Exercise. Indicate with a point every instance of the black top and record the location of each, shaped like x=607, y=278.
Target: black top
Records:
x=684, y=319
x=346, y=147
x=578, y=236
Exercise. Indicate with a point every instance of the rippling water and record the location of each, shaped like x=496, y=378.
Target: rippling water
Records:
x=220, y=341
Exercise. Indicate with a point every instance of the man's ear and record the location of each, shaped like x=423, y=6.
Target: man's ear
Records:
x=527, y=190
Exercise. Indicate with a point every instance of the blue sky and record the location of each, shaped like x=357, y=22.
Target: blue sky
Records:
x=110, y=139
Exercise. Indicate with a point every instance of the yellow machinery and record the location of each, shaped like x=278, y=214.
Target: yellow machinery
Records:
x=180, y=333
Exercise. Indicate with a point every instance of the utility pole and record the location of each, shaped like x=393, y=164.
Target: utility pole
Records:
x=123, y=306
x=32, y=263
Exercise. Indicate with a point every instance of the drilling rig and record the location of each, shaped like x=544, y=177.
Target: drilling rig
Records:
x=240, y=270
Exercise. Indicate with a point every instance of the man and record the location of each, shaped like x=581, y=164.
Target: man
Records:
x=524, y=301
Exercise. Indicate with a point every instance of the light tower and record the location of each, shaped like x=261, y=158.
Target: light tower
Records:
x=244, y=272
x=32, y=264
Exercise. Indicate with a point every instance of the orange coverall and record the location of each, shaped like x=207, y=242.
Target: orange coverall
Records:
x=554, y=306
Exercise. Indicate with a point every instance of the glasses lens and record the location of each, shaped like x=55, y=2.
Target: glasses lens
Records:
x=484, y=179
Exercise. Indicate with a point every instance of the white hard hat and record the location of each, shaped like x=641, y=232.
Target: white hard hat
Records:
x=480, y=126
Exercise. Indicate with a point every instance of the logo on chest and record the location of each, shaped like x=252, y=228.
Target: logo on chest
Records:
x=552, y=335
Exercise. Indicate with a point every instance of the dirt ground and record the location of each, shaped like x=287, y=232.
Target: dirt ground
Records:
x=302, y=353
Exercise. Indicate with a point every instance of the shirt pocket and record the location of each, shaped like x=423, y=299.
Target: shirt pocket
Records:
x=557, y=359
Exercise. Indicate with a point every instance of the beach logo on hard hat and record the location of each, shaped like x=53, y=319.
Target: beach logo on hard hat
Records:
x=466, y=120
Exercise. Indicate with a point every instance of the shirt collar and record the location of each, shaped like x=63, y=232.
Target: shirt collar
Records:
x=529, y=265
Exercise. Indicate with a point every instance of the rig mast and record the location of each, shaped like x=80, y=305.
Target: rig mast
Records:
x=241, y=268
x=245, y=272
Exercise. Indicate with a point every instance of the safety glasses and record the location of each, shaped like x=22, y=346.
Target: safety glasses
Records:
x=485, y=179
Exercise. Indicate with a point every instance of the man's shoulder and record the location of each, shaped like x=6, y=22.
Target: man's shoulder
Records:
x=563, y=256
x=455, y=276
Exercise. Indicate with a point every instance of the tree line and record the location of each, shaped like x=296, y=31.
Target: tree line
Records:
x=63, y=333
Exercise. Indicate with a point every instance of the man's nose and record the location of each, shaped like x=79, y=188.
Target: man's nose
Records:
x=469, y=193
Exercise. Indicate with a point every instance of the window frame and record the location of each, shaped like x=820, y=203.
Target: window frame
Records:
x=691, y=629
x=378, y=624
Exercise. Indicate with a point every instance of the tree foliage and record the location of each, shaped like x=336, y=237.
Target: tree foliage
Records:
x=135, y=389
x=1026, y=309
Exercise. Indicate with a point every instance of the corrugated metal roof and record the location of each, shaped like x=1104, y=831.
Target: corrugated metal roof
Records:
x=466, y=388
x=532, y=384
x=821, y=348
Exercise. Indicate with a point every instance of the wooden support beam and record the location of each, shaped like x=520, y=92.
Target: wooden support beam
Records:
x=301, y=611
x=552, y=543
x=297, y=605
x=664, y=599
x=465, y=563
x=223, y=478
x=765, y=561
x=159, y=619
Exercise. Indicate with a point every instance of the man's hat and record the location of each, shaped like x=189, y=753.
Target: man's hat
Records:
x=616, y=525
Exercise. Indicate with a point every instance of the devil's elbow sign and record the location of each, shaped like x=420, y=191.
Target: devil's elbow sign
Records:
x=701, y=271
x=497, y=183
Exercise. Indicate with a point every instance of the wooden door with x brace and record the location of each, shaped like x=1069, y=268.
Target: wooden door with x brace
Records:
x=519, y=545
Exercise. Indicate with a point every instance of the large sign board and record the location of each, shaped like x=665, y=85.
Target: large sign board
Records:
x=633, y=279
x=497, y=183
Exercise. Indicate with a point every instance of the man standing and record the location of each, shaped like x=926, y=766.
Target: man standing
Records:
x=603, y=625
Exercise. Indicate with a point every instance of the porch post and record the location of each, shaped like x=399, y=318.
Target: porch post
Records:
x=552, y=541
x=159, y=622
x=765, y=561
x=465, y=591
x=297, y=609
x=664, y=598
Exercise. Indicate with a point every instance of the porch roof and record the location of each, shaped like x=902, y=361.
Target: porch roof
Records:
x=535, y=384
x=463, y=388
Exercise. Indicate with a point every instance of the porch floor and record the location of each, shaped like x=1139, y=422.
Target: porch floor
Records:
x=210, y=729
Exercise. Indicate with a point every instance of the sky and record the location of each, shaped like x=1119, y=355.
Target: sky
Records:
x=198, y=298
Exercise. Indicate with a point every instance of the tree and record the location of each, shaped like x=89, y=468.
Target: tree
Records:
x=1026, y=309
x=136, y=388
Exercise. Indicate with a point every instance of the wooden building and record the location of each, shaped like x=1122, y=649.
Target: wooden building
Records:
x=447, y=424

##############################

Set exercise:
Write out all of the material above again, switching every "Indicate with a point" to "Point to" and leaving everything else as it is.

Result of this task:
Exercise. Point to every instance of the black top and record the location of each, shaped like x=607, y=278.
Target: black top
Records:
x=684, y=319
x=346, y=147
x=578, y=236
Exercise. Point to every instance of the rippling water and record the location of each, shaped like x=496, y=378.
Target: rippling water
Records:
x=220, y=341
Exercise. Point to every instance of the man's ear and record the location of each, shaped like x=423, y=6.
Target: man's ear
Records:
x=527, y=190
Exercise. Point to every instance of the blue sky and record the location of each, shaped like x=357, y=22.
Target: blue sky
Records:
x=110, y=139
Exercise. Point to every instance of the yellow machinery and record the location of each, shaped like x=278, y=214.
Target: yellow machinery
Records:
x=180, y=333
Exercise. Point to every instance of the utility pole and record the location of each, shaped like x=393, y=164.
Target: utility pole
Records:
x=123, y=306
x=32, y=263
Exercise. Point to every instance of the drilling rig and record the location of each, shaped like x=544, y=177.
Target: drilling rig
Records:
x=240, y=270
Exercise. Point to every instance of the man and record the location of each, shaped like x=581, y=164.
Target: man
Records:
x=524, y=301
Exercise. Point to every instance of the light tower and record the location of each, shaped like x=261, y=158.
Target: light tower
Records:
x=244, y=272
x=32, y=264
Exercise. Point to every instance of the orange coverall and record the location of each, shaped like x=207, y=242.
Target: orange coverall
Records:
x=554, y=306
Exercise. Point to every instance of the glasses lens and record the location of each, shaped like x=55, y=2.
Target: glasses lens
Records:
x=484, y=179
Exercise. Point to every instance of the white hard hat and record the location of each, shaped like x=641, y=232.
Target: white hard hat
Records:
x=480, y=126
Exercise. Point to every instance of the logo on chest and record the location of each, shaped like x=252, y=228.
Target: logo on chest
Records:
x=552, y=335
Exercise. Point to every instance of the dirt ground and record the location of each, shaped like x=287, y=232.
Target: dirt ground
Records:
x=302, y=353
Exercise. Point to every instance of the shirt pocket and record the location of each, shaped like x=423, y=299.
Target: shirt pocket
Records:
x=557, y=359
Exercise. Point to every instance of the beach logo on hard hat and record the location of each, shaped like x=53, y=319.
Target: beach logo on hard hat
Records:
x=466, y=120
Exercise. Point to every instance of the shirt collar and record the location of each, shaped like x=63, y=232.
Target: shirt collar
Records:
x=529, y=265
Exercise. Point to every instance of the rig mast and record the location of each, shaped like x=80, y=305.
Target: rig mast
Records:
x=241, y=268
x=245, y=272
Exercise. Point to every instance of the safety glasses and record the location of each, shaped like x=22, y=346.
Target: safety glasses
Records:
x=485, y=179
Exercise. Point to every instance of the man's shoulder and record the location of each, shaped like x=6, y=22.
Target: man's shoulder
Records:
x=563, y=256
x=455, y=276
Exercise. Point to every instance of the tree line and record the location of each, shaped like x=296, y=31.
Target: tree line
Records:
x=63, y=333
Exercise. Point to every instance of the man's nose and record the location of each, shaped like x=79, y=188.
Target: man's nose
Records:
x=469, y=193
Exercise. Point to every instance of the window frame and record the location of each, shaped like x=820, y=203.
Target: window frame
Records:
x=691, y=629
x=378, y=624
Exercise. Point to every instance of the tree foliage and record the location of each, shaped like x=336, y=237.
Target: tree foliage
Records:
x=135, y=389
x=1026, y=309
Exercise. Point to every instance of the corrugated metal roof and record the location of each, shaped like x=1104, y=831.
Target: corrugated metal roof
Records:
x=466, y=388
x=532, y=384
x=821, y=348
Exercise. Point to every instance of the wooden support beam and record the location of each, shaped like x=520, y=92.
Target: wooden support beam
Records:
x=301, y=611
x=552, y=543
x=297, y=605
x=664, y=599
x=465, y=563
x=223, y=478
x=765, y=561
x=159, y=619
Exercise. Point to every instance of the man's hat and record the location of each, shaped like x=189, y=753.
Target: man's hat
Records:
x=616, y=525
Exercise. Point to every instance of the devil's elbow sign and record the location of each, shaped like x=420, y=191.
Target: devil's elbow sign
Records:
x=701, y=271
x=497, y=183
Exercise. Point to every instance of the wooden door with x brace and record the location of each, shaped like x=1069, y=268.
Target: wooden door with x brace
Records:
x=519, y=545
Exercise. Point to every instance of the large sign board and record the location of each, shaped like x=665, y=85.
Target: large sign board
Records:
x=633, y=279
x=497, y=183
Exercise. Point to every instance of the man standing and record the location of each, shaped like x=926, y=766.
Target: man standing
Records:
x=603, y=625
Exercise. Point to every instance of the porch post and record the location of each, shaped like x=399, y=318.
Target: porch post
Records:
x=552, y=541
x=159, y=622
x=765, y=561
x=465, y=591
x=297, y=609
x=664, y=598
Exercise. Point to every instance of the porch roof and record the location of each, shaped like x=902, y=361.
Target: porch roof
Records:
x=535, y=384
x=463, y=388
Exercise. Point to every instance of the porch floor and record the location of each, shaped like x=1139, y=422.
Target: porch floor
Records:
x=210, y=729
Exercise. Point to every instance of the sky and record the location of each, shaped like x=1119, y=355.
Target: sky
Records:
x=198, y=298
Exercise. Point to every instance of the tree and record the location of each, shaped like x=89, y=468.
Target: tree
Records:
x=1026, y=309
x=136, y=388
Exercise. Point to every instance of the wooden building and record the location of each, shaped like x=1122, y=649.
Target: wooden building
Records:
x=447, y=424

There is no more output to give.